SOURCE EXCERPT:
+ + + + + + +

1-D Partial Dependence Plots

Important
  • How a feature/variable affect our predictions?
  • Calculated after model has been fit

Example questions

  • Controlling for all other house features, what impact do longitude and latitude have on home prices? To restate this, how would similarly sized houses be priced in different areas?

  • Are predicted health differences between two groups due to differences in their diets, or due to some other factor?

Also

  • For linear or logistic regression models, partial dependence plots can be interpreted similarly to the coefficients in those models. Though, partial dependence plots on sophisticated models can capture more complex patterns than coefficients from simple models
import sklearn
sklearn.__version__
'1.5.0'
from aiking.data.external import *
import numpy as np
import pandas as pd
from sklearn.model_selection import train_test_split
from sklearn.ensemble import RandomForestClassifier
from sklearn.tree import DecisionTreeClassifier, plot_tree
from sklearn.inspection import PartialDependenceDisplay
import seaborn as sns
import matplotlib.pyplot as plt
import pdpbox
import graphviz
import panel as pn
from ipywidgets import interact
import pdpbox
pn.extension('plotly')
path = get_ds('fifa-2018-match-statistics'); path.ls()[0]
Path('/Users/rahul1.saraf/rahuketu/programming/AIKING_HOME/data/fifa-2018-match-statistics/FIFA 2018 Statistics.csv')
df = pd.read_csv(path/"FIFA 2018 Statistics.csv"); df
y = (df['Man of the Match'] == "Yes"); y
X = df.select_dtypes(np.int64); X
df_train, df_val, y_train, y_val = train_test_split(X, y, random_state=1)

df_train.shape, df_val.shape, y_train.shape, y_val.shape
((96, 18), (32, 18), (96,), (32,))

+ + + + + + +

WORK REQUIRED: Copy the partial dependence plots notes above word for word, in full.

Coordinate annotation entries
+ + + + + + +

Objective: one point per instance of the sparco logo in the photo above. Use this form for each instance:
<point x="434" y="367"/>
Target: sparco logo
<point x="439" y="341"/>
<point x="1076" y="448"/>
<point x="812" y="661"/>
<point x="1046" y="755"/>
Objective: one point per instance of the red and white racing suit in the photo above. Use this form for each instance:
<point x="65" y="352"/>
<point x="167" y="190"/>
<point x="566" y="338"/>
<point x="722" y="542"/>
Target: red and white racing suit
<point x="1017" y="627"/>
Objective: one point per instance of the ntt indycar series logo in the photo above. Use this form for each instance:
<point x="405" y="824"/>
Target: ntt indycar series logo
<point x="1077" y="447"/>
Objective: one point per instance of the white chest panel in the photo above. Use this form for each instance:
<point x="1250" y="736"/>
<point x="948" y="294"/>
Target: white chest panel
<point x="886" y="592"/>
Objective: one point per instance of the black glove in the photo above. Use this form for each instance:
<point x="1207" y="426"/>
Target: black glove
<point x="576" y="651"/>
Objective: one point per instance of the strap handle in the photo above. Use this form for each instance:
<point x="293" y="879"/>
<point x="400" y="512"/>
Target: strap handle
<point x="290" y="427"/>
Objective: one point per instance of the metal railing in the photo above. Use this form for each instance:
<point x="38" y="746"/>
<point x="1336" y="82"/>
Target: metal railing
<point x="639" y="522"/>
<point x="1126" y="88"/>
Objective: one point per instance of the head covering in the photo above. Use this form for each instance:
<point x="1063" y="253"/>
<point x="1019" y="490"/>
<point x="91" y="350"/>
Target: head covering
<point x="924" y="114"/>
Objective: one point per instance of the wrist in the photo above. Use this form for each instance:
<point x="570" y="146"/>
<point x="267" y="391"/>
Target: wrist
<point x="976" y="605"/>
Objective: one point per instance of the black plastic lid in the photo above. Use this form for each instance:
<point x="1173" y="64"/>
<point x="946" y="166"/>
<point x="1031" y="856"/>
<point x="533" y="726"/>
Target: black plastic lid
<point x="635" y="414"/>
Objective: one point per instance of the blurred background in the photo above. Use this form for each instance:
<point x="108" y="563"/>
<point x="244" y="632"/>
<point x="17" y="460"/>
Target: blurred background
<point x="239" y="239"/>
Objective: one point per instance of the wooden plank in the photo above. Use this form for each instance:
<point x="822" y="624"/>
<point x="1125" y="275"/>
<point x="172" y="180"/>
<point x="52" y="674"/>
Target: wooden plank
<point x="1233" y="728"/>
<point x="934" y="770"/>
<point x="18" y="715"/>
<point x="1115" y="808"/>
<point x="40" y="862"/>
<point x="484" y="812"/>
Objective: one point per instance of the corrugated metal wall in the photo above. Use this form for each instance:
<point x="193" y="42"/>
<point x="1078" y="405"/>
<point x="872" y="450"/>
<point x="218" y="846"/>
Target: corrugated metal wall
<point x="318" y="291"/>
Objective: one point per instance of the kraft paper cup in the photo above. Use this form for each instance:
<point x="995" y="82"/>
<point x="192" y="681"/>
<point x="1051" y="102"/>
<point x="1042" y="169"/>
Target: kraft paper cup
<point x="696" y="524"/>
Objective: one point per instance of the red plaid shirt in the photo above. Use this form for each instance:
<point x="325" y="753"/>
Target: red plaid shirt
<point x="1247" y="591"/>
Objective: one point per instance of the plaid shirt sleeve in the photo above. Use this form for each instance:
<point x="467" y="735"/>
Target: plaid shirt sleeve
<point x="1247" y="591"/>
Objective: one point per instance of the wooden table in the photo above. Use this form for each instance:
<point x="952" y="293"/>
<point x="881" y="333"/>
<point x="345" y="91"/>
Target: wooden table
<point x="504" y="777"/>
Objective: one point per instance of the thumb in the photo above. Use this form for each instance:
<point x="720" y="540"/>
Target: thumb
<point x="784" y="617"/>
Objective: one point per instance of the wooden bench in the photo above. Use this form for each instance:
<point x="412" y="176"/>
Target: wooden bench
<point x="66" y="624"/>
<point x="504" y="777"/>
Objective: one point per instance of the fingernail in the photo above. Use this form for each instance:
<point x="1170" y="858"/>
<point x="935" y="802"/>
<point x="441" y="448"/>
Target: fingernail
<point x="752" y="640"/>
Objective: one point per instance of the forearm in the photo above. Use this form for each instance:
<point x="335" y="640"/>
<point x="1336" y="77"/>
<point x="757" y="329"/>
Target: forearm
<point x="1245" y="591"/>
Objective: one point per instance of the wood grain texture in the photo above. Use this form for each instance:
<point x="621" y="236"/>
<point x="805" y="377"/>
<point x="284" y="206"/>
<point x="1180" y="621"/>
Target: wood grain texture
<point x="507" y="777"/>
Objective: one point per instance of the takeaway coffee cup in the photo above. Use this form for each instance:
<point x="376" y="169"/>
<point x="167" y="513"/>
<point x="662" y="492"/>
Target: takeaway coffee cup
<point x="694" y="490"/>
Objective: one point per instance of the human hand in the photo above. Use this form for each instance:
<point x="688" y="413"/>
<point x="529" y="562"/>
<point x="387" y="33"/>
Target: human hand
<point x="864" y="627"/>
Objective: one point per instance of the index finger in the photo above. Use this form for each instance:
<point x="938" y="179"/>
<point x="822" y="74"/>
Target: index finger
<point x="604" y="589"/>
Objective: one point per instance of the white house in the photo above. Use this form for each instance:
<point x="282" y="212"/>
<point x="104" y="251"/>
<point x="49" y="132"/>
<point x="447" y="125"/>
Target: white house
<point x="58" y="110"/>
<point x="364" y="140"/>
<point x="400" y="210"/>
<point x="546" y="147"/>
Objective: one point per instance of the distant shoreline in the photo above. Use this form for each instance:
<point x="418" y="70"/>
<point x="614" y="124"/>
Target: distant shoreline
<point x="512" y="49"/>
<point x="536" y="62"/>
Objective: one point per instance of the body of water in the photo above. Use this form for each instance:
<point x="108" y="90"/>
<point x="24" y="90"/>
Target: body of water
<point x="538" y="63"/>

+ + + + + + +

SOLVED EXERCISE:
1-D Partial Dependence Plots

Important
  • How a feature/variable affect our predictions?
  • Calculated after model has been fit

Example questions

  • Controlling for all other house features, what impact do longitude and latitude have on home prices? To restate this, how would similarly sized houses be priced in different areas?

  • Are predicted health differences between two groups due to differences in their diets, or due to some other factor?

Also

  • For linear or logistic regression models, partial dependence plots can be interpreted similarly to the coefficients in those models. Though, partial dependence plots on sophisticated models can capture more complex patterns than coefficients from simple models
import sklearn
sklearn.__version__
'1.5.0'
from aiking.data.external import *
import numpy as np
import pandas as pd
from sklearn.model_selection import train_test_split
from sklearn.ensemble import RandomForestClassifier
from sklearn.tree import DecisionTreeClassifier, plot_tree
from sklearn.inspection import PartialDependenceDisplay
import seaborn as sns
import matplotlib.pyplot as plt
import pdpbox
import graphviz
import panel as pn
from ipywidgets import interact
import pdpbox
pn.extension('plotly')
path = get_ds('fifa-2018-match-statistics'); path.ls()[0]
Path('/Users/rahul1.saraf/rahuketu/programming/AIKING_HOME/data/fifa-2018-match-statistics/FIFA 2018 Statistics.csv')
df = pd.read_csv(path/"FIFA 2018 Statistics.csv"); df
y = (df['Man of the Match'] == "Yes"); y
X = df.select_dtypes(np.int64); X
df_train, df_val, y_train, y_val = train_test_split(X, y, random_state=1)

df_train.shape, df_val.shape, y_train.shape, y_val.shape
((96, 18), (32, 18), (96,), (32,))